EJERCICIO ESCRITO A - ¿Puedes repetir sin cambios el pasaje del texto sobre la escritura que va desde "Doble desplazamiento entonces" hasta "toda posibilidad autoral."?
EJERCICIO ESCRITO B - ¿Puedes retomar el texto sobre la escritura y seguirlo a partir de su última oración?

FRAGMENTO PARA LEER -
────────────────────────────────────────

Tal vez es por esto mismo que la escritura nos provoque una angustia desgarradora. Pero si la escritura posee una especie de angustia desgarradora no es porque el escritor tenga un afecto o una desazón empírica sino que es por la llamada a la responsabilidad de lo que acontece con la escritura desde el momento en que la palabra debe escribirse. Responsabilidad tanto más terrible en cuanto que, frente a los que nos responsabilizamos, no puede controlarse de antemano. La inscripción como modo de la palabra escrita nos abisma al peligro, la angustia y la responsabilidad.
Doble desplazamiento entonces de la escritura: no será ya la modificación de un sentimiento empírico de autor, sino la experiencia de lo otro. Y no será ya la experiencia de la palabra pura sino la inscripción diferencial de ella. Inscripción y otredad, experimentación y potencia, la escritura es manifiestamente una experiencia de lo otro y la responsabilidad angustiante de su impronta. Al parecer, lo que Derrida está haciendo aquí es desplazar la preocupación de la escritura del sujeto escribiente. No se trata de que haya un sujeto que experimenta con el vacío total del lenguaje mediante la palabra pura. Se trata más bien de un recorrido textual, inscripto, donde justamente se genera toda posibilidad autoral.

────────────────────────────────────────

DATOS REGISTRADOS -
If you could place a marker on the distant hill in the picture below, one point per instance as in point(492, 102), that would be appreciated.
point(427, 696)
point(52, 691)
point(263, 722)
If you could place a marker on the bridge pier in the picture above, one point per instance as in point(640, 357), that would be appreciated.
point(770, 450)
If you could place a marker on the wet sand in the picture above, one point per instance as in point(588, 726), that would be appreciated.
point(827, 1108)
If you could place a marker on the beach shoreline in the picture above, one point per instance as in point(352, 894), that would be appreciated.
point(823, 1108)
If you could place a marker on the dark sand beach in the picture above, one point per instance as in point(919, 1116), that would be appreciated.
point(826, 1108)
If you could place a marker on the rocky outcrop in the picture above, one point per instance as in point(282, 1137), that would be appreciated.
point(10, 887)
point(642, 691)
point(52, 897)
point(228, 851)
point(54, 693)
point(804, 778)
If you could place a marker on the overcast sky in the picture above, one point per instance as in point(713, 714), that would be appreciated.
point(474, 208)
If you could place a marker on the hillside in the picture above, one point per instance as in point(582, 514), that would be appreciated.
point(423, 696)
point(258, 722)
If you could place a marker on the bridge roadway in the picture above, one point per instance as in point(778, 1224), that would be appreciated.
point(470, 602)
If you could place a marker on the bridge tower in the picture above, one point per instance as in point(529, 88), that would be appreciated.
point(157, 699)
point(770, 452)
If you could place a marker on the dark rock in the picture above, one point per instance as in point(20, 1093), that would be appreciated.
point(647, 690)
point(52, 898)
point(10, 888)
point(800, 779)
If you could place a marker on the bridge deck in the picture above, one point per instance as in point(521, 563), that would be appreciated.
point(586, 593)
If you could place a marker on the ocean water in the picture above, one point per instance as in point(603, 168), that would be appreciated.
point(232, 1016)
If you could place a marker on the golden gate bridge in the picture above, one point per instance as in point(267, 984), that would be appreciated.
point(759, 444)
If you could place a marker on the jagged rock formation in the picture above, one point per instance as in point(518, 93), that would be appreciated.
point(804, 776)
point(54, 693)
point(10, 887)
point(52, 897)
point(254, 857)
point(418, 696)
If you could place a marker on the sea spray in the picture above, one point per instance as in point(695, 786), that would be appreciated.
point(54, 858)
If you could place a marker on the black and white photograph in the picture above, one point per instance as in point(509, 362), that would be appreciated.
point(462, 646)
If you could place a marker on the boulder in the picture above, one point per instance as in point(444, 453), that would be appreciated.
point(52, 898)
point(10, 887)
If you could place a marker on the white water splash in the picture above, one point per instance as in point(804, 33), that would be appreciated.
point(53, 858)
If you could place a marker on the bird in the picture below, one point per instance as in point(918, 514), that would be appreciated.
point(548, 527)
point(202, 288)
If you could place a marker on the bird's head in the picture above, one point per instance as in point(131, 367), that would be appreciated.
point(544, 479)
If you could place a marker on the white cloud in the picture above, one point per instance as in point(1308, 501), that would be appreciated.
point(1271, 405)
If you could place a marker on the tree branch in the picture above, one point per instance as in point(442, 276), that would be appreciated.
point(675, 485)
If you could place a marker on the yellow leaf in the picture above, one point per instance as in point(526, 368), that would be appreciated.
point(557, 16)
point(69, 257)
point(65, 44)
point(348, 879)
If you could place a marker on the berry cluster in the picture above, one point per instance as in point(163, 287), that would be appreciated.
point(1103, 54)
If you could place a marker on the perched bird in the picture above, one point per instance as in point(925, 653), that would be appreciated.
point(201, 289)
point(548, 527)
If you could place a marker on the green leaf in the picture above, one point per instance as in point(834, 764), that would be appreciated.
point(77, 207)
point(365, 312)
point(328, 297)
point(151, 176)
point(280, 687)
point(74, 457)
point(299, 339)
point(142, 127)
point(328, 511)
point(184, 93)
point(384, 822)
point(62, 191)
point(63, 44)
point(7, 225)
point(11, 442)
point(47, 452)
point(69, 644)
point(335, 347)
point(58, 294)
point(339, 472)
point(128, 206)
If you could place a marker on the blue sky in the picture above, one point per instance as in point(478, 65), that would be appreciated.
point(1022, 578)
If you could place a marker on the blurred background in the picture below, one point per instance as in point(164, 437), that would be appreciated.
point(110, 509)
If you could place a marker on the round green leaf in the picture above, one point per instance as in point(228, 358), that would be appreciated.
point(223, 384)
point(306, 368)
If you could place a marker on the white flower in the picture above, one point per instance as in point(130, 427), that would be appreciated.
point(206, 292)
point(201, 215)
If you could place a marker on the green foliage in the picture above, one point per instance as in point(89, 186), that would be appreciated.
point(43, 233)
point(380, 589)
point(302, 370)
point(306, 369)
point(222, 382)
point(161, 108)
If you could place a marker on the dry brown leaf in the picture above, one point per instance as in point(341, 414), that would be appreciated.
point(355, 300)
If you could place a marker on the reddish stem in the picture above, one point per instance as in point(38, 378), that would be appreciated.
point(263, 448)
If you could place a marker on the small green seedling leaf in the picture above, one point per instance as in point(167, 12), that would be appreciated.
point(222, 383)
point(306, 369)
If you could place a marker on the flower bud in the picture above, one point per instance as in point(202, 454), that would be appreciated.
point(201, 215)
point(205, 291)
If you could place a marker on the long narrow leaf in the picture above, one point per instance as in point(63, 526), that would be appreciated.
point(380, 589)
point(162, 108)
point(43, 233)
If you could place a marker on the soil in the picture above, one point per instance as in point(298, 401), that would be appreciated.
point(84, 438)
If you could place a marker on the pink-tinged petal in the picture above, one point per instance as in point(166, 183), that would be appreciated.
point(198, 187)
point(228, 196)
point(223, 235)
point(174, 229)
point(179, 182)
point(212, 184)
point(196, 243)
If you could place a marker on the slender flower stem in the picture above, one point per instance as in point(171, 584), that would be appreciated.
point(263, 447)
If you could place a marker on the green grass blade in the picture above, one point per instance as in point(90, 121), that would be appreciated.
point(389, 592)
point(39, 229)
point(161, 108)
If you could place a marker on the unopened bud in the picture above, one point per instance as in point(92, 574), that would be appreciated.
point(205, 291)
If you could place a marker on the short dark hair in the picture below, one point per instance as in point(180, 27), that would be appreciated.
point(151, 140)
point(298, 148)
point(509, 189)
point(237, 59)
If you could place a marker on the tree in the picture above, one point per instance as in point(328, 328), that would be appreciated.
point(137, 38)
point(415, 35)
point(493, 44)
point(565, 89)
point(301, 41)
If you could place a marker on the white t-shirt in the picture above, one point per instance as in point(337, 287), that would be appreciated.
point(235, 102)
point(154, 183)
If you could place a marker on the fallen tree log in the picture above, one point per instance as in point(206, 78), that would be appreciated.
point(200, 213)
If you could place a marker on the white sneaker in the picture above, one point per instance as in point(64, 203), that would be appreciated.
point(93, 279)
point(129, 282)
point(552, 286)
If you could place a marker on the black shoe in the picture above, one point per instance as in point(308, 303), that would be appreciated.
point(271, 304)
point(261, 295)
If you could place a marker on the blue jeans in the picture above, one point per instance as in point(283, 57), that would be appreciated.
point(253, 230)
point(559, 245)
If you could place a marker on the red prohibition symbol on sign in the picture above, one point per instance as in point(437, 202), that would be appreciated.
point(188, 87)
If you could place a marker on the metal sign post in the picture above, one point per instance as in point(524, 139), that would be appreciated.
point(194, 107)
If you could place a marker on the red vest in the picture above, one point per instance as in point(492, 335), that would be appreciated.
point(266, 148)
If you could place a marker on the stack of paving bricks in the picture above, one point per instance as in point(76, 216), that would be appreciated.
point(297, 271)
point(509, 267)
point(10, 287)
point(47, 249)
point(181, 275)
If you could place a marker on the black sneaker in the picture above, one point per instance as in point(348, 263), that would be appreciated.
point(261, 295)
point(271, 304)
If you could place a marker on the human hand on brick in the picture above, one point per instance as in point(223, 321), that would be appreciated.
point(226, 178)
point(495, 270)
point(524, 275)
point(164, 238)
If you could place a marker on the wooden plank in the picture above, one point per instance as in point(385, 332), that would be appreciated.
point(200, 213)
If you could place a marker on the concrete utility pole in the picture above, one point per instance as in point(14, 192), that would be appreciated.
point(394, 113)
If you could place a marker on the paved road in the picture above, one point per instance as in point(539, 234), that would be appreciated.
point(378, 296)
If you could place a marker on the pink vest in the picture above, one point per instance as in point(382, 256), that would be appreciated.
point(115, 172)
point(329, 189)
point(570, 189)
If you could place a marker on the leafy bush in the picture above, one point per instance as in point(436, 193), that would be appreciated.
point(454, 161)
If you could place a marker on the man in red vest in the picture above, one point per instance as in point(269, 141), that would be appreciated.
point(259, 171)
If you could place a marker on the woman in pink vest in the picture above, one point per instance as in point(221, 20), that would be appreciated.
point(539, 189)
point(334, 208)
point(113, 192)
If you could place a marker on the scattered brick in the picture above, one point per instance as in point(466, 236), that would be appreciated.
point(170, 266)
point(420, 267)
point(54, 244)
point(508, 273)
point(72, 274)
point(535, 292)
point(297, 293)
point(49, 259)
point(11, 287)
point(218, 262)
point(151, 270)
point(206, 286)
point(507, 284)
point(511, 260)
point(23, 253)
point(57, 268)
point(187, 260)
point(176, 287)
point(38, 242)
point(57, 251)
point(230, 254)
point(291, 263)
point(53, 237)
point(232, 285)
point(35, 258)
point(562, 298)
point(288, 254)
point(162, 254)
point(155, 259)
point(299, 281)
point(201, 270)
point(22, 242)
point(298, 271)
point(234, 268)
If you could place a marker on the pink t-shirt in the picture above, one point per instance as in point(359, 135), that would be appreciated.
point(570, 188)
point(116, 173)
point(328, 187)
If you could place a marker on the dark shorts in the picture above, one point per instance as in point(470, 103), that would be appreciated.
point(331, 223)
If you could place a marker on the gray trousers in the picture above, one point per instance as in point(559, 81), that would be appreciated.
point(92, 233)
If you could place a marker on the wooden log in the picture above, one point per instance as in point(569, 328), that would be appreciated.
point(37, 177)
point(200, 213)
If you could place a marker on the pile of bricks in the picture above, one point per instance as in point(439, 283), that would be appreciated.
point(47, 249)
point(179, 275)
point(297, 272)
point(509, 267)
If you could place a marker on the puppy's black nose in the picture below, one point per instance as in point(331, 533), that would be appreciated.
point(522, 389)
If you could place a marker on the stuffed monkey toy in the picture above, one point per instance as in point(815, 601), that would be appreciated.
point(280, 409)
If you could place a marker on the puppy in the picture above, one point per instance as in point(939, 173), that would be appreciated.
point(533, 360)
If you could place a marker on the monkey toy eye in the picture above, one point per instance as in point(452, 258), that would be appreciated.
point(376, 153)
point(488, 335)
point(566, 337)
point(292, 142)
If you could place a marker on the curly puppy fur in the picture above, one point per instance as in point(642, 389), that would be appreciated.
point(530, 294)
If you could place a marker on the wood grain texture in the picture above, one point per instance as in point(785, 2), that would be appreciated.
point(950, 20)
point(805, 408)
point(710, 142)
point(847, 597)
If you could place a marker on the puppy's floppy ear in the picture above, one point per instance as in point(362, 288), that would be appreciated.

────────────────────────────────────────

RESULTADO A -
Doble desplazamiento entonces de la escritura: no será ya la modificación de un sentimiento empírico de autor, sino la experiencia de lo otro. Y no será ya la experiencia de la palabra pura sino la inscripción diferencial de ella. Inscripción y otredad, experimentación y potencia, la escritura es manifiestamente una experiencia de lo otro y la responsabilidad angustiante de su impronta. Al parecer, lo que Derrida está haciendo aquí es desplazar la preocupación de la escritura del sujeto escribiente. No se trata de que haya un sujeto que experimenta con el vacío total del lenguaje mediante la palabra pura. Se trata más bien de un recorrido textual, inscripto, donde justamente se genera toda posibilidad autoral.

RESULTADO B -
«La escritura es la angustia de la ruah hebrea experimentada desde el lado de la soledad y la responsabilidad humanas…» y «…es el momento en que hay que decidir si grabaremos lo que oímos».
Diferencia, alteridad, responsabilidad y decisión. Lo que importa en la escritura es este conjunto de determinaciones que nos fuerzan a decidir lo que se grabará y a responder por ello.
En este punto, solamente una perspectiva materialista pueda dar cuenta de la escritura. Derrida apela a dos citas de Merleau-Ponty para expresar esta idea: «En el escritor el pensamiento no dirige al lenguaje desde fuera: el escritor es él mismo como un nuevo idioma que se construye». Y otra de Problemas Actuales de la Fenomenología: «mis palabras me sorprenden a mi mismo y me enseñan mi pensamiento». No hay por fuera nada que asegure y gobierne el sentido de un escrito. El escritor no porta un idioma, sino que es él mismo un idioma. Por lo demás, ese idioma se construye, no preexiste y se construye en la escritura misma. De aquí también que la escritura tenga este carácter sorprendente y novedoso.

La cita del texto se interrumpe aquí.